## EXTRAIT DU DOCUMENT
···

Guerre commerciale : les États-Unis de Trump contre le reste du monde

L’actualité financière s’enflamme : une nouvelle guerre commerciale vient d’éclater entre Washington et à peu près tous ses grands partenaires. Donald Trump, fidèle à son crédo « America First », a lancé une offensive tarifaire tous azimuts, s’attirant des ripostes de l’Europe, de la Chine et d’une bonne partie du globe. Bourses en chute libre, tensions diplomatiques à leur comble, inquiétudes pour l’économie mondiale… Que se passe-t-il exactement ? Décryptage d’un conflit commercial planétaire qui bouleverse les règles du jeu.


Trump dégaine les tarifs douaniers tous azimuts

Donald Trump vient de franchir un cap historique en imposant des hausses de droits de douane massives sur tous les produits importés aux États-Unis. Le président américain a décidé d’appliquer immédiatement une taxe universelle de 10 % sur l’ensemble des importations, puis de l’augmenter drastiquement pour certains pays ciblés​.

Dès mercredi, ce taux passe à 20 % pour plusieurs partenaires majeurs comme l’Union européenne, 34 % pour la Chine, et même 32 % pour Taïwan​.

En clair, Washington surtaxe quasiment le monde entier – y compris ses alliés traditionnels (Japon, Corée du Sud, Canada, Australie…) – dans l’espoir affiché de protéger son industrie nationale. Cette décision, annoncée sans ménagement par Trump, renverse des décennies de libre-échange et de baisse des barrières commerciales​.

Le président martèle que les États-Unis se font exploiter : selon lui, de nombreux pays « pillent » l’économie américaine avec des pratiques commerciales déloyales​.

À ses yeux, les nouveaux tarifs douaniers sont la « seule manière » de résoudre le problème, quitte à froisser tout le monde. « Les droits de douane vont rapporter des dizaines de milliards de dollars aux États-Unis », assure-t-il, les qualifiant même de mesure « magnifique »​.

(On aura compris que pour Trump, la fin – rééquilibrer la balance commerciale – justifie les moyens, aussi brutaux soient-ils.) Jamais un président américain n’avait enclenché une telle salve de taxes tous azimuts en si peu de temps, ce qui fait dire à certains qu’« il ne s’agit plus seulement d’un conflit commercial, mais d’une refonte systémique de l’ordre économique mondial »​.

Le ton est donné : l’administration Trump part en guerre commerciale contre le reste du monde, persuadée que « les prédictions apocalyptiques » de ses détracteurs seront démenties par les faits​.

···

[Entrées de données enregistrées]
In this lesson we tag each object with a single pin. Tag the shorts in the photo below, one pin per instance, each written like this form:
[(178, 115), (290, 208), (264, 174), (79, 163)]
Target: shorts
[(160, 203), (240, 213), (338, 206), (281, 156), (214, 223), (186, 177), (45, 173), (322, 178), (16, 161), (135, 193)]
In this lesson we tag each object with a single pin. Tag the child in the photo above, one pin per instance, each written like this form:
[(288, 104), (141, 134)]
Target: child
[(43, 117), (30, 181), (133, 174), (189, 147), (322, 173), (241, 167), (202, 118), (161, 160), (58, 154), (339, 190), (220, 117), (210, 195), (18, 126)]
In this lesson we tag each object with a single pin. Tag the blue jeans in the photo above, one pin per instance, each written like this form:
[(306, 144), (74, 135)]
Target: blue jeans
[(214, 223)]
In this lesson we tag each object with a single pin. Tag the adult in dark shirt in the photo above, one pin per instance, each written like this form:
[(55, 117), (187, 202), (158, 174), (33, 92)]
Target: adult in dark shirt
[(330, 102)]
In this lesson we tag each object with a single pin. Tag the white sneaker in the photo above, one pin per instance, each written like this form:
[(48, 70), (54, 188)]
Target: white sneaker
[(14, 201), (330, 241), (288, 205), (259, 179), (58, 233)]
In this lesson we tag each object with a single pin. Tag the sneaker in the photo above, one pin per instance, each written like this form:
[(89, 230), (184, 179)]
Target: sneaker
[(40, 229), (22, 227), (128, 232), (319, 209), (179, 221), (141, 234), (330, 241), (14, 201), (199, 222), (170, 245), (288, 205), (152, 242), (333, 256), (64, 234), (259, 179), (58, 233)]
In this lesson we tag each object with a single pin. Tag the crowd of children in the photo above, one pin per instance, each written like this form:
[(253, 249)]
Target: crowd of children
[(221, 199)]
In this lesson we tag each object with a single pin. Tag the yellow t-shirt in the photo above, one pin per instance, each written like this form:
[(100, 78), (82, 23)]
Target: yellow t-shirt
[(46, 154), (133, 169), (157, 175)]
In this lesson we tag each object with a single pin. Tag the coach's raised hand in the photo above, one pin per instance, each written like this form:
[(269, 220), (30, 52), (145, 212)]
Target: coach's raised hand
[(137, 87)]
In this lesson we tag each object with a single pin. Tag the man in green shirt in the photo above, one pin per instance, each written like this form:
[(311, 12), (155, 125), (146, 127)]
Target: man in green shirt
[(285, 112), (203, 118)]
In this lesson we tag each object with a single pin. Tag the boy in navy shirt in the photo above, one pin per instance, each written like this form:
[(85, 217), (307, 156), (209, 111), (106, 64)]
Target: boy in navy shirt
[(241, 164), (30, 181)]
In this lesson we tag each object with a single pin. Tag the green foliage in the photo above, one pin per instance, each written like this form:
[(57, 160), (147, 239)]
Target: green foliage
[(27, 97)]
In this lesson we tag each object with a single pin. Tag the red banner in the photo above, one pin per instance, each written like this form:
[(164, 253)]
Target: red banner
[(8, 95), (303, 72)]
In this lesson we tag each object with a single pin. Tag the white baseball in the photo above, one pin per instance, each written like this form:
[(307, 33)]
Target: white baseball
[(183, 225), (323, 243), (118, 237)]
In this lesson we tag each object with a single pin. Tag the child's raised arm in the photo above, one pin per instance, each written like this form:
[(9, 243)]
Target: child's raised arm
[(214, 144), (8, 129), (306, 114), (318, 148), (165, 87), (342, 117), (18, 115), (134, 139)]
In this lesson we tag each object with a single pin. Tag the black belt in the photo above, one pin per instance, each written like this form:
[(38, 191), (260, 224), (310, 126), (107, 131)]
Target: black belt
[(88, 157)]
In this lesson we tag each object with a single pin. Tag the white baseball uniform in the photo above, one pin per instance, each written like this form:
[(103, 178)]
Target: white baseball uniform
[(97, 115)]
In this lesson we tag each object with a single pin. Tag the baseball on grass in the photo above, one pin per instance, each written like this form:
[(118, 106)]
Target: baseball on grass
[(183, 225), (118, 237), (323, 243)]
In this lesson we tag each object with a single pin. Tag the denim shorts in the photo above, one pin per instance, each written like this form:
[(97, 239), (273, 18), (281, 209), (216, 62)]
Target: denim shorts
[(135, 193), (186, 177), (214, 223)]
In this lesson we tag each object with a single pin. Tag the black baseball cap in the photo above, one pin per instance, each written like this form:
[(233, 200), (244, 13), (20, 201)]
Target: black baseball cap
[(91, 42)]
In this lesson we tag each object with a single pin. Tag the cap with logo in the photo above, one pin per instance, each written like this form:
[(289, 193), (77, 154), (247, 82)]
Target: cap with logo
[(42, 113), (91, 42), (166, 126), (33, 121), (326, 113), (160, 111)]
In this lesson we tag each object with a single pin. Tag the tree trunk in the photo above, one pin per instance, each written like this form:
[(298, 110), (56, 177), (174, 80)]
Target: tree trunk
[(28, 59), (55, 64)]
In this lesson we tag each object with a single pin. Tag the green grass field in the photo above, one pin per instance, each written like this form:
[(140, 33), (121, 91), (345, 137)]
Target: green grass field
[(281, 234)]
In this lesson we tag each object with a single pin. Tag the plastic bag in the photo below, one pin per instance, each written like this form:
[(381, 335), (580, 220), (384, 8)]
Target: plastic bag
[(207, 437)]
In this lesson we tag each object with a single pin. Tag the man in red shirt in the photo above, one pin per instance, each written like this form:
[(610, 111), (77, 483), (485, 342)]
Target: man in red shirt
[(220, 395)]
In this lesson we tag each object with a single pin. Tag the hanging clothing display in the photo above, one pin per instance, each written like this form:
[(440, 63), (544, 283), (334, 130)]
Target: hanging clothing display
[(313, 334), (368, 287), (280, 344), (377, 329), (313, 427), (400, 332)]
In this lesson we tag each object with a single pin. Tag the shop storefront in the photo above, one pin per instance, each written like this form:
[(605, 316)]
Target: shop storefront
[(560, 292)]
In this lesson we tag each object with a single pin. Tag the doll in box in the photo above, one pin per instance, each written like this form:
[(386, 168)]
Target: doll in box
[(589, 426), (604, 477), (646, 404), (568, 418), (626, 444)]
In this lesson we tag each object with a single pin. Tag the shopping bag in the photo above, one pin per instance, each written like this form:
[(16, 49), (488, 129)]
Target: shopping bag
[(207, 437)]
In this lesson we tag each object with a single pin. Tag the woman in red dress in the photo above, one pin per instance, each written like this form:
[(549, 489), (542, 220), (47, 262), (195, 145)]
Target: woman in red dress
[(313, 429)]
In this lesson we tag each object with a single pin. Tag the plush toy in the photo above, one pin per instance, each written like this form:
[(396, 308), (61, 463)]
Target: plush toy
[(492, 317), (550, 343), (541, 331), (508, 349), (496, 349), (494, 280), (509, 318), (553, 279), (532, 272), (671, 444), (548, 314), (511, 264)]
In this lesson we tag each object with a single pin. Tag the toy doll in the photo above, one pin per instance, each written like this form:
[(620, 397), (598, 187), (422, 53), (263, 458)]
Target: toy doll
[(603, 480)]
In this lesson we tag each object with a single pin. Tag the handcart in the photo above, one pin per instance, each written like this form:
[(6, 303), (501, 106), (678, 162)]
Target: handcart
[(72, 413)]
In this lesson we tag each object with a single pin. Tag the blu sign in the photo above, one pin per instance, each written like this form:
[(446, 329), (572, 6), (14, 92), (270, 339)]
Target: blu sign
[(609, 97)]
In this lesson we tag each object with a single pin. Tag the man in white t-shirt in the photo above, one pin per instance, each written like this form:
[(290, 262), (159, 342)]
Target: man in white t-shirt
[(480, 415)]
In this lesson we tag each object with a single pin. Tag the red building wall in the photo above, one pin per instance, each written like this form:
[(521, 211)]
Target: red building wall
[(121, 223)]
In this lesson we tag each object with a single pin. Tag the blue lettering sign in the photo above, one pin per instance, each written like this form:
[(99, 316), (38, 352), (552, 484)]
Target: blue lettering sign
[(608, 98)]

···

## CONSIGNE
Selon l'article sur la guerre commerciale, quel taux de droits de douane s'applique à la Chine dès mercredi ? Répondez en quelques mots, s'il vous plaît.

## SOLUTION
Un taux de 34 %.